**ASSIGNMENT**
The answer is the data below, repeated exactly, with no pictures included.

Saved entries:
_____
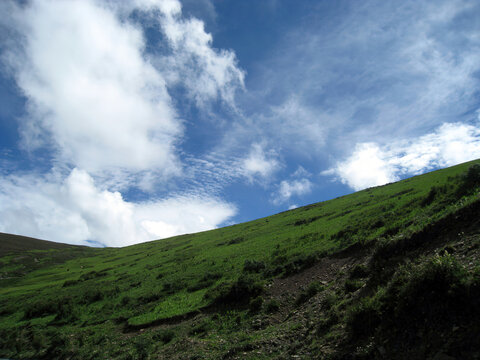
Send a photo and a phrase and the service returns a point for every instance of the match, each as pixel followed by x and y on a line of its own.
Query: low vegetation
pixel 386 273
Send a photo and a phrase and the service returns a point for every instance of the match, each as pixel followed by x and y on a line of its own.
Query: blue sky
pixel 127 121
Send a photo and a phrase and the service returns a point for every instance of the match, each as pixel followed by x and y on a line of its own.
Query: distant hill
pixel 15 243
pixel 390 272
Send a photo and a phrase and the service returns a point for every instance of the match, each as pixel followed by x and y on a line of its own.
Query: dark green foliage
pixel 430 197
pixel 164 335
pixel 256 304
pixel 363 318
pixel 70 283
pixel 56 305
pixel 92 295
pixel 171 287
pixel 41 308
pixel 236 240
pixel 470 181
pixel 306 221
pixel 61 307
pixel 420 299
pixel 352 285
pixel 313 289
pixel 288 267
pixel 253 266
pixel 359 271
pixel 201 328
pixel 92 275
pixel 146 298
pixel 272 306
pixel 239 291
pixel 206 281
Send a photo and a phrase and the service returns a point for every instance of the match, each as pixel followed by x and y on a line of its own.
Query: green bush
pixel 470 181
pixel 352 285
pixel 240 291
pixel 41 308
pixel 359 271
pixel 164 335
pixel 363 318
pixel 253 266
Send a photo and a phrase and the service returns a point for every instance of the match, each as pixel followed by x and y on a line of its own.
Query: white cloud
pixel 90 89
pixel 258 163
pixel 366 167
pixel 205 72
pixel 371 164
pixel 100 104
pixel 296 187
pixel 74 210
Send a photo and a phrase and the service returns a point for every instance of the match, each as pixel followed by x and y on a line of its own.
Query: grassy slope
pixel 10 243
pixel 84 303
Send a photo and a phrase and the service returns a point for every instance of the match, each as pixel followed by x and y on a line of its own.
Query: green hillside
pixel 10 243
pixel 321 281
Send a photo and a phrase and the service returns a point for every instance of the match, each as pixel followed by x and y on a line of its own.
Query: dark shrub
pixel 41 308
pixel 470 181
pixel 253 266
pixel 70 283
pixel 430 197
pixel 313 289
pixel 236 240
pixel 173 286
pixel 359 271
pixel 272 306
pixel 164 335
pixel 363 319
pixel 91 295
pixel 206 281
pixel 92 275
pixel 352 285
pixel 256 304
pixel 239 291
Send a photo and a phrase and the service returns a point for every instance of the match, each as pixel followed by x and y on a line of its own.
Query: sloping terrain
pixel 10 243
pixel 389 272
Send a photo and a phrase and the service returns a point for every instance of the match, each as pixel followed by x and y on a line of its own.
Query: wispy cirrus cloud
pixel 75 210
pixel 371 164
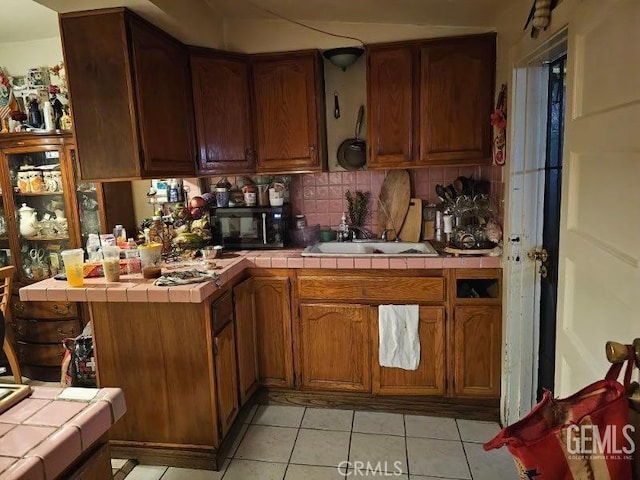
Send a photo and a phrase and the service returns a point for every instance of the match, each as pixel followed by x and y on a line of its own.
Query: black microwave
pixel 251 228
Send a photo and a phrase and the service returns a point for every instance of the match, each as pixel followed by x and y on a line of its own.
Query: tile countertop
pixel 133 288
pixel 41 436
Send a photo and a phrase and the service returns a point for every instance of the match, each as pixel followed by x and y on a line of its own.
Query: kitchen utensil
pixel 394 198
pixel 412 227
pixel 352 152
pixel 211 252
pixel 442 193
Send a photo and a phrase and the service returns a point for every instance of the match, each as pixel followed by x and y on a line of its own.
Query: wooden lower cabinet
pixel 245 323
pixel 429 378
pixel 477 349
pixel 224 350
pixel 273 330
pixel 336 347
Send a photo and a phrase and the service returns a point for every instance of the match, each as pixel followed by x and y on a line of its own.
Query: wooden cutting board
pixel 413 222
pixel 393 202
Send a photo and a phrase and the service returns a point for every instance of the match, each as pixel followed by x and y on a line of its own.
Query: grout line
pixel 464 450
pixel 406 446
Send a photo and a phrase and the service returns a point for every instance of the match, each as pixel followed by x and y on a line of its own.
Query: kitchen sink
pixel 372 248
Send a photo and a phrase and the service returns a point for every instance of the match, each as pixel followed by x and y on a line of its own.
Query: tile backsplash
pixel 320 196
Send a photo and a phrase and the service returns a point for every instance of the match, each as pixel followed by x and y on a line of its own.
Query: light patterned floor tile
pixel 379 423
pixel 490 465
pixel 431 427
pixel 308 472
pixel 267 444
pixel 146 472
pixel 437 458
pixel 475 431
pixel 382 452
pixel 248 470
pixel 321 447
pixel 328 419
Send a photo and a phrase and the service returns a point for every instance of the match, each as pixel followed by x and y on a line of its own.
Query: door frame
pixel 524 197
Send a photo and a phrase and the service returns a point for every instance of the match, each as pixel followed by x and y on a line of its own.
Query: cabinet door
pixel 391 121
pixel 273 331
pixel 98 71
pixel 287 101
pixel 164 101
pixel 428 379
pixel 221 104
pixel 226 377
pixel 248 374
pixel 335 344
pixel 477 341
pixel 456 97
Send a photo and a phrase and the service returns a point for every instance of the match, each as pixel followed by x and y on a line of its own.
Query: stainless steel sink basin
pixel 373 248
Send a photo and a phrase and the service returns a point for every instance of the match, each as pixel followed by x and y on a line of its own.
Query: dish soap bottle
pixel 343 229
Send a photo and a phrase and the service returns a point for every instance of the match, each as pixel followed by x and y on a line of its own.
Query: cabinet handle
pixel 18 307
pixel 62 311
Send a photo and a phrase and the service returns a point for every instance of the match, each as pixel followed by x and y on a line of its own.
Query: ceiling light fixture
pixel 343 57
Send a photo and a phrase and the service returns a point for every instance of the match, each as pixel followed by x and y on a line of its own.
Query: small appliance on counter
pixel 241 228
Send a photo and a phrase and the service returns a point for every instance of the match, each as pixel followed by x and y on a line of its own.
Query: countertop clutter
pixel 133 288
pixel 59 431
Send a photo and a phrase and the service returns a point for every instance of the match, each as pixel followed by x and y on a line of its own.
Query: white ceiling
pixel 409 12
pixel 200 22
pixel 26 20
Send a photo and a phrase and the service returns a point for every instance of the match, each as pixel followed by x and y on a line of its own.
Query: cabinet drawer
pixel 374 290
pixel 43 309
pixel 42 355
pixel 38 331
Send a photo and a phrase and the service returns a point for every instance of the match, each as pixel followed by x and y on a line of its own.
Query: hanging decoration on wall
pixel 540 15
pixel 499 123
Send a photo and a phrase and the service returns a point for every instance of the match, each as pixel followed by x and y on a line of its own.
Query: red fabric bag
pixel 583 437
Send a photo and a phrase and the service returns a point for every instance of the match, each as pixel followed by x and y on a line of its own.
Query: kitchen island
pixel 190 358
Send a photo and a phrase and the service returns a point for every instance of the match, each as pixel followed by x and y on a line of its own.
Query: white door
pixel 599 273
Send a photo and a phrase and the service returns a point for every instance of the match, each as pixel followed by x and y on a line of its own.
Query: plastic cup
pixel 73 266
pixel 150 254
pixel 111 263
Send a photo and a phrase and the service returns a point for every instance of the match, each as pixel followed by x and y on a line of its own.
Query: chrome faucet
pixel 365 233
pixel 385 238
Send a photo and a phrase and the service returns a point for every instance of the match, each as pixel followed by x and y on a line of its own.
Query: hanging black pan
pixel 352 153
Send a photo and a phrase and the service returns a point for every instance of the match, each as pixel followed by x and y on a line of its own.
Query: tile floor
pixel 297 443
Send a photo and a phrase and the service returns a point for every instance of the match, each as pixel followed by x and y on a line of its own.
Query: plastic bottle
pixel 132 256
pixel 343 228
pixel 49 122
pixel 174 191
pixel 93 248
pixel 121 235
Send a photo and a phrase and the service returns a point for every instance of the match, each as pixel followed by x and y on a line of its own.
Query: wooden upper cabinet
_____
**SOLVED PROBLEM**
Send a photo and a phrase and the service returns a point for every instance of the match, each as pixel followed by x and y on a line of its own.
Query: low vegetation
pixel 386 273
Send a photo and a phrase and the service returns a point for every instance of the match, each as pixel followed by x and y on a line of its own.
Query: blue sky
pixel 127 121
Send a photo and a phrase and the service returns a point for every instance of the match, each as pixel followed by x and y on a line of its own.
Query: distant hill
pixel 15 243
pixel 390 272
Send a photo and a phrase and the service returns a point for every instance of the match, each as pixel followed by x and y on a line of its own.
Query: dark green foliage
pixel 430 197
pixel 164 335
pixel 256 304
pixel 363 318
pixel 70 283
pixel 56 305
pixel 92 295
pixel 171 287
pixel 41 308
pixel 236 240
pixel 470 181
pixel 306 221
pixel 61 307
pixel 420 299
pixel 352 285
pixel 313 289
pixel 288 267
pixel 253 266
pixel 359 271
pixel 201 328
pixel 92 275
pixel 146 298
pixel 272 306
pixel 239 291
pixel 206 281
Send a photo and a phrase and the service returns a point for every instance of the match, each as pixel followed by x and y on a line of its own.
Query: green bush
pixel 470 181
pixel 352 285
pixel 240 291
pixel 41 308
pixel 359 271
pixel 164 335
pixel 363 318
pixel 253 266
Send a photo and a phrase and the service returns a point for every instance of the match, each as pixel followed by x and y on a line of its own.
Query: white cloud
pixel 90 89
pixel 258 163
pixel 366 167
pixel 205 72
pixel 371 164
pixel 100 104
pixel 296 187
pixel 74 210
Send a photo and a phrase and the service returns a point for every instance of the match, each as pixel followed by x and y on a line of its own.
Query: grassy slope
pixel 10 243
pixel 84 303
Send a photo and a phrase and the service returns a point for every instance of the match, each as pixel followed by x and y on a line of its own.
Query: green hillside
pixel 10 243
pixel 321 281
Send a photo and a phrase and the service returns a point for every instance of the match, each as pixel followed by x and y on a line of its own.
Query: dark shrub
pixel 41 308
pixel 470 181
pixel 253 266
pixel 70 283
pixel 430 197
pixel 313 289
pixel 236 240
pixel 173 286
pixel 359 271
pixel 272 306
pixel 164 335
pixel 363 319
pixel 91 295
pixel 206 281
pixel 92 275
pixel 352 285
pixel 256 304
pixel 239 291
Send a photo and a phrase and the service returns a point for every instance of the match, each as pixel followed by x and y on a line of its own.
Query: sloping terrain
pixel 10 243
pixel 389 272
Send a photo and a phrase and the service returns a point for every instance of the match, each as pixel followed by x and y on a line of its own.
Query: wispy cirrus cloud
pixel 75 210
pixel 371 164
Send a photo and a phrase and the service returns a point for every instance of the match, each as pixel followed by x and y on a line of its own.
Query: black microwave
pixel 251 228
Send a photo and a phrase and the service returns a point for every instance of the match, each as pixel followed by x and y on a line of its own.
Query: tile countertop
pixel 133 288
pixel 41 436
Send a photo and a phrase and the service returns a point for every instance of the match, each as pixel followed by x and y on a line of its own.
Query: kitchen utensil
pixel 394 198
pixel 412 227
pixel 352 152
pixel 211 252
pixel 442 193
Send a photo and a phrase and the service returns a point for every instance of the match, each as pixel followed by x and y on a line of its own.
Query: wooden lower cabinet
pixel 245 323
pixel 429 378
pixel 477 349
pixel 224 350
pixel 273 330
pixel 336 347
Send a photo and a phrase and the service returns a point for every instance of the match, each as pixel followed by x and y on a line of its own.
Query: wooden cutting board
pixel 413 222
pixel 393 202
Send a photo and a phrase and the service returns a point for every instance of the match, each as pixel followed by x and y on a line of its own.
Query: grout line
pixel 464 450
pixel 406 446
Send a photo and a phrase and the service returns a point for every instance of the match, each as pixel followed by x and y on a line of its own.
Query: kitchen sink
pixel 372 248
Send a photo and a phrase and the service returns a point for every instance of the match, each as pixel followed by x and y on a line of its own.
Query: tile backsplash
pixel 320 196
Send a photo and a phrase and the service returns a point for every instance of the match, each as pixel followed by x and y on a line of its own.
Query: light patterned floor tile
pixel 379 423
pixel 490 465
pixel 431 427
pixel 308 472
pixel 267 444
pixel 146 472
pixel 437 458
pixel 475 431
pixel 382 452
pixel 248 470
pixel 321 447
pixel 328 419
Send a photo and a phrase and the service returns a point for every instance of the match, each as pixel followed by x and y on a line of its own.
Query: door frame
pixel 524 197
Send a photo and a phrase and the service returns a point for every instance of the match, each as pixel followed by x and y on a line of its own.
Query: cabinet door
pixel 391 121
pixel 273 331
pixel 98 71
pixel 287 101
pixel 164 101
pixel 428 379
pixel 221 104
pixel 226 377
pixel 248 374
pixel 335 344
pixel 477 341
pixel 456 97
Send a photo and a phrase and the service returns a point for every instance of the match, each as pixel followed by x and y on a line of its own.
Query: stainless steel sink basin
pixel 373 248
Send a photo and a phrase and the service returns a point for every instance of the match, each as pixel followed by x and y on a line of its own.
Query: dish soap bottle
pixel 343 229
Send a photo and a phrase and the service returns a point for every instance of the match, each as pixel followed by x and y on a line of its own.
Query: cabinet handle
pixel 18 307
pixel 62 311
Send a photo and a phrase and the service returns a point for every instance of the match, each as pixel followed by x and y on a line of its own.
Query: ceiling light fixture
pixel 343 57
Send a photo and a phrase and the service returns a point for every instance of the match, each as pixel followed by x and y on a line of its own.
Query: small appliance on counter
pixel 241 228
Send a photo and a phrase and the service returns a point for every instance of the match, each as pixel followed by x and y on a line of its own.
Query: countertop clutter
pixel 133 288
pixel 59 431
Send a photo and a phrase and the service returns a point for every instance of the match, each as pixel followed by x and y on a line of its own.
Query: white ceiling
pixel 409 12
pixel 200 22
pixel 26 20
Send a photo and a phrase and the service returns a point for every instance of the match, each as pixel followed by x and y on a line of its own.
Query: cabinet drawer
pixel 374 290
pixel 43 309
pixel 42 355
pixel 38 331
Send a photo and a phrase and the service returns a point for every instance of the match, each as pixel followed by x and y on a line of its own.
Query: hanging decoration on wall
pixel 540 15
pixel 499 123
Send a photo and a phrase and the service returns a point for every instance of the match, each as pixel followed by x and y on a line of its own.
Query: red fabric bag
pixel 583 437
Send a photo and a phrase and the service returns a point for every instance of the match, each as pixel followed by x and y on a line of its own.
Query: kitchen island
pixel 190 358
Send a photo and a phrase and the service returns a point for every instance of the match, each as pixel followed by x and y on a line of its own.
Query: white door
pixel 599 273
Send a photo and a phrase and the service returns a point for every instance of the match, each as pixel followed by x and y on a line of its own.
Query: plastic cup
pixel 73 266
pixel 150 254
pixel 111 263
Send a photo and a phrase and the service returns a point for every instance of the match, each as pixel followed by x and y on a line of its own.
Query: chrome faucet
pixel 365 233
pixel 385 238
Send a photo and a phrase and the service returns a point for every instance of the match, each as pixel followed by x and y on a line of its own.
Query: hanging black pan
pixel 352 153
Send a photo and a phrase and the service returns a point for every instance of the match, each as pixel followed by x and y on a line of its own.
Query: tile floor
pixel 297 443
Send a photo and a phrase and the service returns a point for every instance of the match, each as pixel followed by x and y on a line of its own.
Query: plastic bottle
pixel 132 256
pixel 343 228
pixel 49 122
pixel 174 191
pixel 93 248
pixel 121 235
Send a photo and a phrase and the service returns a point for every instance of the match, each as pixel followed by x and y on a line of its own.
Query: wooden upper cabinet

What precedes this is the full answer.